#### EXERCISE
Your task is to copy every record exactly.

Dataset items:
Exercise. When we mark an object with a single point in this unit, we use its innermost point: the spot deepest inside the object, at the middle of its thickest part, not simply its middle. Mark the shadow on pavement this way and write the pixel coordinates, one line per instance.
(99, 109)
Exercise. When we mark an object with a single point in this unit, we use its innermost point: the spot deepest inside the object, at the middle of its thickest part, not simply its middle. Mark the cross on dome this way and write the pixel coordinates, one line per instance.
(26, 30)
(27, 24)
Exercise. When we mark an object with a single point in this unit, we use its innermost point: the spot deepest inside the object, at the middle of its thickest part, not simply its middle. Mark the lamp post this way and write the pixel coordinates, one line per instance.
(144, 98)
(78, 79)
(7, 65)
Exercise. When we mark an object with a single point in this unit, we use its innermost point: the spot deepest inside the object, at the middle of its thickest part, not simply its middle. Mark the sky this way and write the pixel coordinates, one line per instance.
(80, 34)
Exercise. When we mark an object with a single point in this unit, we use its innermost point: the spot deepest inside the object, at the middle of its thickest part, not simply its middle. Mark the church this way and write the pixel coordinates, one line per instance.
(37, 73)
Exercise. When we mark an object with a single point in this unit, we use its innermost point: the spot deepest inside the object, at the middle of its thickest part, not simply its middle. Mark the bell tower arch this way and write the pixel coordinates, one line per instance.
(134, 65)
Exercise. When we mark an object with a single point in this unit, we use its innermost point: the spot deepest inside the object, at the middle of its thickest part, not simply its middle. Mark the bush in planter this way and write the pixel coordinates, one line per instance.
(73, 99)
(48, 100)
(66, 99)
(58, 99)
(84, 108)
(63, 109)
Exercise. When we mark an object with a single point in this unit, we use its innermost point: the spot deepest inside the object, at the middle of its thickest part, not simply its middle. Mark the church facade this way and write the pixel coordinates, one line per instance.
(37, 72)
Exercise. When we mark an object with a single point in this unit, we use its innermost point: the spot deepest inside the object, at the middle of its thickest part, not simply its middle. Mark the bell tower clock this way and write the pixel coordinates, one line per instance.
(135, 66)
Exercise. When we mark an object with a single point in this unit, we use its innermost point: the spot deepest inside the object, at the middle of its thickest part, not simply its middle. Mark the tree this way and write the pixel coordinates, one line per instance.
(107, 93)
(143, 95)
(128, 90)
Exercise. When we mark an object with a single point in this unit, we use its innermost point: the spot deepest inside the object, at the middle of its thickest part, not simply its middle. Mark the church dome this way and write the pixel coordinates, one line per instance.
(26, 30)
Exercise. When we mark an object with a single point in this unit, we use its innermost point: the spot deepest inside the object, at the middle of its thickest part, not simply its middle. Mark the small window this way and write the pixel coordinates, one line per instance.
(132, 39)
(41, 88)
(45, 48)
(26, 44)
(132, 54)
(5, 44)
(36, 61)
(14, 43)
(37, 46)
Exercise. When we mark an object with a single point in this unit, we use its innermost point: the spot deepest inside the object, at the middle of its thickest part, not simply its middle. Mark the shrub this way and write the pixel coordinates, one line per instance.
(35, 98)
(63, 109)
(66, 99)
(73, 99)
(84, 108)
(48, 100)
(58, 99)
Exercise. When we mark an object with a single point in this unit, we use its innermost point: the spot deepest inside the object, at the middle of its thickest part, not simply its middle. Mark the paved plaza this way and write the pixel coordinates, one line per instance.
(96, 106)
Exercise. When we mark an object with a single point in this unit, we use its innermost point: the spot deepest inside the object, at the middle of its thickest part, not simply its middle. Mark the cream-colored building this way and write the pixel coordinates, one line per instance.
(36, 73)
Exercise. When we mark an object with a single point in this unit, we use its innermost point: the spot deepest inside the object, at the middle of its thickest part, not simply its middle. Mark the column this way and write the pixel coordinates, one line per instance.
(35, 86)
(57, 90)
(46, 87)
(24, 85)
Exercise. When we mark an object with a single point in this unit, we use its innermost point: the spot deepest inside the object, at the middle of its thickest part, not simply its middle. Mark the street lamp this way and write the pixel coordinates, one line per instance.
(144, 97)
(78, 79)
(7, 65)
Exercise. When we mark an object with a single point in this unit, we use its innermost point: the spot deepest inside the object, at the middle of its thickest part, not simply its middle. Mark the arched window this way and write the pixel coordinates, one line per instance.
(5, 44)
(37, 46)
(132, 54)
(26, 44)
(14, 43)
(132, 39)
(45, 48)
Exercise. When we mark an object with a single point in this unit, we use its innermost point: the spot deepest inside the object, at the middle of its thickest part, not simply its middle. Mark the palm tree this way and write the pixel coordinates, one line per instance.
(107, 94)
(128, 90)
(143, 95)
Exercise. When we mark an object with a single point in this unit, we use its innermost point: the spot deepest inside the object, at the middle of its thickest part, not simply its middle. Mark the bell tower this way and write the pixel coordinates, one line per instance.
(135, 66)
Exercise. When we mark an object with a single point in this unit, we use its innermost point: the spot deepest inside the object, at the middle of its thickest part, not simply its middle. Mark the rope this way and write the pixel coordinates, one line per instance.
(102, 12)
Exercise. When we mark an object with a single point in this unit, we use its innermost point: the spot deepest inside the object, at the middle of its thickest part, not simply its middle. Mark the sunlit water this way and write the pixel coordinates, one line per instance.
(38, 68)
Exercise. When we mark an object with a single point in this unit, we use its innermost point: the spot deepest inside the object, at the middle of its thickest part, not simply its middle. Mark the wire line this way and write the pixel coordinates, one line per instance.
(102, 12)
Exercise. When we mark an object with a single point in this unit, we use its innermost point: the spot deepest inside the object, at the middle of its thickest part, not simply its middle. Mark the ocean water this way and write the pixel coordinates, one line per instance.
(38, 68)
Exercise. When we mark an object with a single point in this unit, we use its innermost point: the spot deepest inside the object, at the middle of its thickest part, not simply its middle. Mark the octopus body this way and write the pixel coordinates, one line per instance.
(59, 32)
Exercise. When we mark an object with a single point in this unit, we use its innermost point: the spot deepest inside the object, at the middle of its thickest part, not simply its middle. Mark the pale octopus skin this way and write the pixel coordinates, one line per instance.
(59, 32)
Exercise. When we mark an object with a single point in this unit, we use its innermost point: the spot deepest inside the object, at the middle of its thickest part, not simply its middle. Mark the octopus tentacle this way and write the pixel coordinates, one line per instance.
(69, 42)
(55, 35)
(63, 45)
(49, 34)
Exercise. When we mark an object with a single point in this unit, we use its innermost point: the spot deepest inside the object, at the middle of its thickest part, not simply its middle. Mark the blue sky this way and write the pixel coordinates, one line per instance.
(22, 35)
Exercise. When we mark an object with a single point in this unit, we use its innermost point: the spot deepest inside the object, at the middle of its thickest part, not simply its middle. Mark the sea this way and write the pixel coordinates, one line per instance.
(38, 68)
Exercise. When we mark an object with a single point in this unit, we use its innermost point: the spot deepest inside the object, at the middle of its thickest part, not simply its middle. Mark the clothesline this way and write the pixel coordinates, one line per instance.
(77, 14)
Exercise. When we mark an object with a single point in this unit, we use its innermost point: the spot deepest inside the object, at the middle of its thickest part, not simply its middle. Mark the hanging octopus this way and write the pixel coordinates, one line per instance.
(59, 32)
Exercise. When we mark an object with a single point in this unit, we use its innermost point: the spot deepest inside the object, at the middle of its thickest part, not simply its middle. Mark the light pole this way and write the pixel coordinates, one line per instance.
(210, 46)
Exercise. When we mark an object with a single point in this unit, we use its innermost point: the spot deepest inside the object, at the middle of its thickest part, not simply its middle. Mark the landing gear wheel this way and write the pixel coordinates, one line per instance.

#### SOLUTION
Exercise. When we mark an object with a single point in this unit, we use its innermost point: the spot deepest inside the object, at the middle of its thickest part, not simply its middle. Mark the shadow on pavement this way and write the pixel coordinates, one line per instance.
(99, 109)
Exercise. When we mark an object with a single point in this unit, we use its innermost point: the spot deepest inside the object, at the middle of its thickest part, not simply its middle. Mark the cross on dome this way and write the pixel coordinates, one line per instance.
(26, 30)
(27, 24)
Exercise. When we mark an object with a single point in this unit, we use its innermost point: the spot deepest inside the object, at the middle of its thickest part, not simply its middle. Mark the lamp post this way and write the pixel coordinates, one line per instance.
(144, 98)
(78, 79)
(7, 65)
Exercise. When we mark an object with a single point in this unit, we use its innermost point: the spot deepest inside the object, at the middle of its thickest part, not simply its middle. Mark the sky this way and write the pixel coordinates, one line per instance.
(80, 34)
Exercise. When we mark an object with a single point in this unit, we use its innermost point: the spot deepest inside the object, at the middle of its thickest part, not simply its middle. Mark the church this way and write the pixel coordinates, one line per instance.
(37, 73)
Exercise. When we mark an object with a single point in this unit, we use its innermost point: the spot deepest inside the object, at the middle of its thickest part, not simply its middle. Mark the bell tower arch this way and write the pixel coordinates, one line per instance.
(134, 65)
Exercise. When we mark an object with a single point in this unit, we use its innermost point: the spot deepest inside the object, at the middle of its thickest part, not simply its middle. Mark the bush in planter this way and write the pixel coordinates, one line per instance.
(73, 99)
(48, 100)
(66, 99)
(58, 99)
(84, 108)
(63, 109)
Exercise. When we mark an object with a single point in this unit, we use its innermost point: the spot deepest inside the object, at the middle of its thickest part, not simply its middle. Mark the church facade this way and write the pixel coordinates, one line per instance.
(37, 72)
Exercise. When we mark an object with a single point in this unit, we use its innermost point: the spot deepest inside the object, at the middle of its thickest part, not simply its middle. Mark the bell tower clock this way and write the pixel coordinates, one line per instance.
(135, 66)
Exercise. When we mark an object with a single point in this unit, we use its innermost point: the spot deepest inside the object, at the middle of its thickest part, not simply its middle. Mark the tree this way and write the pixel coordinates, one line per instance.
(107, 93)
(143, 95)
(128, 90)
Exercise. When we mark an object with a single point in this unit, we use its innermost point: the spot deepest inside the object, at the middle of its thickest part, not simply its middle. Mark the church dome this way and write the pixel coordinates, one line per instance.
(26, 30)
Exercise. When we mark an object with a single point in this unit, we use its innermost point: the spot deepest inside the object, at the middle of its thickest part, not simply its middle. Mark the small window this way and write the pixel coordinates, one line per instance.
(132, 39)
(41, 88)
(45, 48)
(26, 44)
(132, 54)
(5, 44)
(36, 61)
(14, 43)
(37, 46)
Exercise. When we mark an object with a single point in this unit, we use its innermost point: the spot deepest inside the object, at the middle of its thickest part, not simply its middle. Mark the shrub this way and write the pixel coordinates, one line per instance.
(35, 98)
(63, 109)
(66, 99)
(73, 99)
(84, 108)
(48, 100)
(58, 99)
Exercise. When we mark an object with a single point in this unit, we use its innermost point: the spot deepest inside the object, at the middle of its thickest part, not simply its middle. Mark the paved plaza this way and write the pixel coordinates, one line per instance.
(96, 106)
Exercise. When we mark an object with a single point in this unit, we use its innermost point: the spot deepest inside the object, at the middle of its thickest part, not simply its middle. Mark the cream-colored building this way and write the pixel coordinates, one line per instance.
(36, 73)
Exercise. When we mark an object with a single point in this unit, we use its innermost point: the spot deepest inside the object, at the middle of its thickest part, not simply its middle. Mark the column this way and write the pixel coordinates, one line per instance.
(35, 86)
(57, 90)
(46, 87)
(24, 85)
Exercise. When we mark an object with a single point in this unit, we use its innermost point: the spot deepest inside the object, at the middle of its thickest part, not simply its middle. Mark the street lamp this way and write the pixel coordinates, one line per instance.
(144, 97)
(78, 79)
(7, 65)
Exercise. When we mark an object with a single point in this unit, we use its innermost point: the spot deepest inside the object, at the middle of its thickest part, not simply its middle. Mark the arched window this way and write the pixel coordinates, one line per instance.
(5, 44)
(37, 46)
(132, 54)
(26, 44)
(14, 43)
(132, 39)
(45, 48)
Exercise. When we mark an object with a single point in this unit, we use its innermost point: the spot deepest inside the object, at the middle of its thickest part, not simply its middle. Mark the palm tree this way and write the pixel coordinates, one line per instance.
(107, 94)
(128, 90)
(143, 95)
Exercise. When we mark an object with a single point in this unit, we use its innermost point: the spot deepest inside the object, at the middle of its thickest part, not simply its middle. Mark the bell tower this way and write the pixel coordinates, one line per instance.
(135, 66)
Exercise. When we mark an object with a single point in this unit, we use its innermost point: the spot deepest inside the object, at the middle of its thickest part, not simply its middle. Mark the rope this way and write the pixel coordinates, one line per instance.
(102, 12)
Exercise. When we mark an object with a single point in this unit, we use its innermost point: the spot deepest inside the object, at the middle of its thickest part, not simply its middle. Mark the sunlit water this way and write the pixel coordinates, one line per instance.
(38, 68)
Exercise. When we mark an object with a single point in this unit, we use its innermost point: the spot deepest inside the object, at the middle of its thickest part, not simply its middle. Mark the wire line this way and write the pixel coordinates, one line per instance.
(102, 12)
Exercise. When we mark an object with a single point in this unit, we use its innermost point: the spot deepest inside the object, at the middle of its thickest part, not simply its middle. Mark the ocean water this way and write the pixel coordinates, one line per instance.
(38, 68)
Exercise. When we mark an object with a single point in this unit, we use its innermost point: the spot deepest inside the object, at the middle of its thickest part, not simply its middle. Mark the octopus body this way and write the pixel coordinates, one line per instance.
(59, 32)
Exercise. When we mark an object with a single point in this unit, we use its innermost point: the spot deepest inside the object, at the middle of its thickest part, not simply its middle. Mark the pale octopus skin this way and write the pixel coordinates, one line per instance.
(59, 32)
Exercise. When we mark an object with a single point in this unit, we use its innermost point: the spot deepest inside the object, at the middle of its thickest part, not simply its middle. Mark the octopus tentacle this way and write the pixel coordinates, one line per instance.
(69, 42)
(55, 35)
(63, 45)
(49, 34)
Exercise. When we mark an object with a single point in this unit, we use its innermost point: the spot deepest inside the object, at the middle of its thickest part, not simply its middle. Mark the blue sky this way and write the pixel coordinates, one line per instance.
(22, 35)
Exercise. When we mark an object with a single point in this unit, we use its innermost point: the spot deepest inside the object, at the middle of its thickest part, not simply its middle. Mark the sea this way and write the pixel coordinates, one line per instance.
(38, 68)
Exercise. When we mark an object with a single point in this unit, we use its innermost point: the spot deepest inside the object, at the middle of its thickest part, not simply its middle. Mark the clothesline this way and write the pixel coordinates, one line per instance.
(77, 14)
Exercise. When we mark an object with a single point in this unit, we use its innermost point: the spot deepest inside the object, at the middle of its thickest part, not simply its middle. Mark the hanging octopus this way and write the pixel coordinates, one line per instance.
(59, 32)
Exercise. When we mark an object with a single point in this unit, we use its innermost point: the spot deepest inside the object, at the middle of its thickest part, not simply its middle. Mark the light pole this way and write the pixel coordinates, one line per instance.
(210, 46)
Exercise. When we mark an object with a single point in this unit, we use its innermost point: the spot deepest inside the object, at the middle of its thickest part, not simply its middle. Mark the landing gear wheel this way and write the pixel coordinates, one line per instance.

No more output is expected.